Lattice multiplication, also known as the Italian method, Chinese method, Chinese lattice, gelosia multiplication, sieve multiplication, shabakh, Diagonally or Venetian squares, is a method of multiplication that uses a lattice to multiply two multi-digit numbers. It is mathematically identical to the more commonly used long multiplication algorithm, but it breaks the process into smaller steps, which some practitioners find easier to use. The method had already arisen by medieval times, and has been used for centuries in many different cultures. It is still being taught in certain curricula today.
Method
A grid is drawn up, and each cell is split diagonally. The two multiplicands of the product to be calculated are written along the top and right side of the lattice, respectively, with one digit first column across the top fo first multiplicand, and one digit per row down the right side for the second multiplicand. Then each cell of the lattice is filled in with product of its column and row digit. As an example, consider the multiplication of 58 with 213. After writing the multiplicands on the sides, consider each cell, beginning with the top left cell. In this case, the column digit is 5 and the row digit is 2. Write their product, 10, in the cell, with the digit 1 above the diagonal and the digit 0 below the diagonal. If the simple product lacks a digit in the tens place, simply fill in the tens place with a 0. After all the cells are filled in this manner, the digits in each diagonal are summed, working from the bottom right diagonal to the top left. Each diagonal sum is written where the diagonal ends. If the sum contains more than one digit, the value of the tens place is carried into the next diagonal. Numbers are filled to the left and to the bottom of the grid, and the answer is the numbers read off down and across. In the example shown, the result of the multiplication of 58 with 213 is 12354.

Dataset extract:
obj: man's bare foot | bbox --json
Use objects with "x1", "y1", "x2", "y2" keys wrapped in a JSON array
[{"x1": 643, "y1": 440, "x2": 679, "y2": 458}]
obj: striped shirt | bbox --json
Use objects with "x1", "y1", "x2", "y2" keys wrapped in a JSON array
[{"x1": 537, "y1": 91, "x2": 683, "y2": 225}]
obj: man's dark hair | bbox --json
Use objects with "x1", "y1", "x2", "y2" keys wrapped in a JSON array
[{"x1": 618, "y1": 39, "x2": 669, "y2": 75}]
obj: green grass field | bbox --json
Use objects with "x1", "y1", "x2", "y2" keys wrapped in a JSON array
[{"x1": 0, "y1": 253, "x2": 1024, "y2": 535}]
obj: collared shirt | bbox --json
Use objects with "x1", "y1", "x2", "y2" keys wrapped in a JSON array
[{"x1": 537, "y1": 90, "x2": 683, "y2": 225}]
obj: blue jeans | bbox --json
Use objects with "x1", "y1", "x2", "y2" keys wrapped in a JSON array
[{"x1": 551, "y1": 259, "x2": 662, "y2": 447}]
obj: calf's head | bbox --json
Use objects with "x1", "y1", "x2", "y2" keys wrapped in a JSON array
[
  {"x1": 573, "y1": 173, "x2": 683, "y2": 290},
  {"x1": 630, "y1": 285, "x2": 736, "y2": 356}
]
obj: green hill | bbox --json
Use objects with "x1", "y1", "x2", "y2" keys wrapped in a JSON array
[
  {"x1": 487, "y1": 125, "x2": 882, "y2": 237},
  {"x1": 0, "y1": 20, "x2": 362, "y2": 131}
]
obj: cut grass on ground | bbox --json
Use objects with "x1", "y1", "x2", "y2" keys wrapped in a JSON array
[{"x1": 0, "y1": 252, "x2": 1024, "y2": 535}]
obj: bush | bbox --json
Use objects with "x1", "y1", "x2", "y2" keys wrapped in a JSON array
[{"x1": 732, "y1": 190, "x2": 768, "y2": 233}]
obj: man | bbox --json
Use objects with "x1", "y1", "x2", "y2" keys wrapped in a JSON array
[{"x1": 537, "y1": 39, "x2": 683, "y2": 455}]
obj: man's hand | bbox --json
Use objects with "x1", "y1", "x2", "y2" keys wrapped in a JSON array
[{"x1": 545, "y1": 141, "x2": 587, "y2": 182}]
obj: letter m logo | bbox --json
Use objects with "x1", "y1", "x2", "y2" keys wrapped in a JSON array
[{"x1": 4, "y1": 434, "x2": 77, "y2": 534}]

Task objective: Retype the part of the lattice multiplication text starting with "Lattice multiplication, also" and going on through "certain curricula today.". The entries have nothing to do with the lattice multiplication text.

Task response:
Lattice multiplication, also known as the Italian method, Chinese method, Chinese lattice, gelosia multiplication, sieve multiplication, shabakh, Diagonally or Venetian squares, is a method of multiplication that uses a lattice to multiply two multi-digit numbers. It is mathematically identical to the more commonly used long multiplication algorithm, but it breaks the process into smaller steps, which some practitioners find easier to use. The method had already arisen by medieval times, and has been used for centuries in many different cultures. It is still being taught in certain curricula today.